_Problem details:_ Exactly reproduce the lines from the line that has "chocolate chip cookie" down to the last line of the entries, inclusive.
==============================
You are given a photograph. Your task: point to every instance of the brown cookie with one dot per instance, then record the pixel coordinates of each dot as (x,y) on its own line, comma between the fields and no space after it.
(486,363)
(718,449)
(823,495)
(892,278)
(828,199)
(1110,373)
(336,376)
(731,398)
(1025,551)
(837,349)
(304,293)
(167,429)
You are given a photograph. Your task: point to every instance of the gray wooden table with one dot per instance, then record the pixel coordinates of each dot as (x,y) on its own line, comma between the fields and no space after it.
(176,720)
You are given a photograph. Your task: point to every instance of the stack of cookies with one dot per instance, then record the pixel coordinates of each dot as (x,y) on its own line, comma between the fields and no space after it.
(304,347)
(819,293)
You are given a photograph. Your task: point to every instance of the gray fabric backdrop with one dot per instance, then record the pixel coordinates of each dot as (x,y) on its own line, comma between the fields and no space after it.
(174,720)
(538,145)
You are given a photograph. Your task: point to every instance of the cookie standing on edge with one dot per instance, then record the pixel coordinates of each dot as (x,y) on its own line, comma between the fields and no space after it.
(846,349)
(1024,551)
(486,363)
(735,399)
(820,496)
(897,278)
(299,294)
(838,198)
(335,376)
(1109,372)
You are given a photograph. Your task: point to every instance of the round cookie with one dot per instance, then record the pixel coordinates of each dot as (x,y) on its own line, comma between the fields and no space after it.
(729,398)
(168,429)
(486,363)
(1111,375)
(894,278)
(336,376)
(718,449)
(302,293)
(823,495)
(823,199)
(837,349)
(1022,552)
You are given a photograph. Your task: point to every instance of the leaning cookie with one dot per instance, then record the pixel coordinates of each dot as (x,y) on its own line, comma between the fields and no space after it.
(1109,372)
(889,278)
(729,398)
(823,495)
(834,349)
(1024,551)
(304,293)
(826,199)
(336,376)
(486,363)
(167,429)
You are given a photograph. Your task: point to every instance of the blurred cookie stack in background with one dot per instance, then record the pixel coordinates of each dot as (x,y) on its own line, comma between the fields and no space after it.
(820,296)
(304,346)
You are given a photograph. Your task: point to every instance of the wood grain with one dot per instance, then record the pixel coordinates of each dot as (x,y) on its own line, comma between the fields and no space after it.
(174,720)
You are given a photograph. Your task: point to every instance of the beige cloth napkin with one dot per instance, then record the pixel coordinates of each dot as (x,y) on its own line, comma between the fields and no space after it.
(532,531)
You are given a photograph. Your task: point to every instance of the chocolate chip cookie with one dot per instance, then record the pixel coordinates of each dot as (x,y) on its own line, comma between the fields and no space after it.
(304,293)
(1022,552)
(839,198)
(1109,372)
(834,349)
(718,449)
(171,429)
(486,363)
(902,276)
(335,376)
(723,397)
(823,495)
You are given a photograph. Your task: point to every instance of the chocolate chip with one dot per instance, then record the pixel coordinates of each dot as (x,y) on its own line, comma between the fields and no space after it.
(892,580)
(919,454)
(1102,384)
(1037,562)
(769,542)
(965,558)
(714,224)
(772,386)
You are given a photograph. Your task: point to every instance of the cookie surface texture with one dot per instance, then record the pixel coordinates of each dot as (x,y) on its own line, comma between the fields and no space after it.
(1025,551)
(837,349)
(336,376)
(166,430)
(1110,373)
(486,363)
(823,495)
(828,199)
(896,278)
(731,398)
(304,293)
==============================
_Output of the task:_
You are given a photograph. Your task: point to every instance of the chocolate chip cookie with one dot per instance, then record the pixel coordinates of each dot as (x,y) on its own line, comma between the fields and no space after it.
(304,293)
(1022,552)
(839,198)
(1109,372)
(834,349)
(718,449)
(171,429)
(486,363)
(902,276)
(335,376)
(723,397)
(823,495)
You are given a photograph. Your task: point to every instance of the chocolate chip with one dot per instance, then record the pixel coordinates of each dot as (x,y) on its own line, comma between the fields and no space after it.
(892,580)
(919,454)
(1102,384)
(1037,562)
(769,542)
(965,558)
(714,224)
(772,386)
You are given a photograph. Your task: point to every instance of the cookie surface texture with one dot per instance, then record the pixel coordinates of each dot as (x,y) on its own line, comma between the fields and no space after it.
(1025,551)
(837,349)
(336,376)
(166,430)
(1110,373)
(486,363)
(823,495)
(828,199)
(896,278)
(731,398)
(304,293)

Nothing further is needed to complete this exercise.